The request
Could you copy out, word for word, the part of the entries below that opens with the line containing "TARGET = white edge line" and closes with the last line of the entries?

-- begin --

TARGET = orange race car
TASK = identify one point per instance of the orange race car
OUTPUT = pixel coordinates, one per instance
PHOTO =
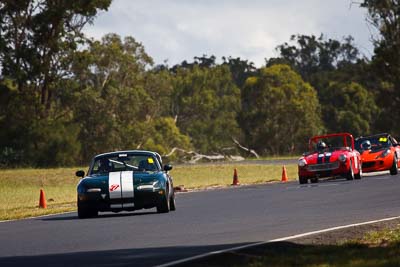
(379, 152)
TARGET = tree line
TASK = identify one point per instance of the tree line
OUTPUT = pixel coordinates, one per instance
(65, 97)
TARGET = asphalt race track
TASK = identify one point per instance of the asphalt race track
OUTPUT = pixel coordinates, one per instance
(204, 221)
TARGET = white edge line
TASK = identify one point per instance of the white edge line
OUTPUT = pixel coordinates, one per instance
(273, 240)
(36, 217)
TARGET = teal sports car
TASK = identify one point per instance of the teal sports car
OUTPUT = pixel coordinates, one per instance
(125, 181)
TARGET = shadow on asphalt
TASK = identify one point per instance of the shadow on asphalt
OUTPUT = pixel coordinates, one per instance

-- end --

Result
TARGET = white edge line
TASK = identify one point per instance of the white edge line
OUTPUT = pixel coordinates, one per instance
(273, 240)
(36, 217)
TARGET = teal sports car
TASK = identify one point per instance of the teal sports car
OUTPUT = pixel coordinates, one per instance
(125, 181)
TARGET = shadow on asphalt
TASK = identify one point per instance of the shadow on asphalt
OUTPUT = pixel coordinates, one per instance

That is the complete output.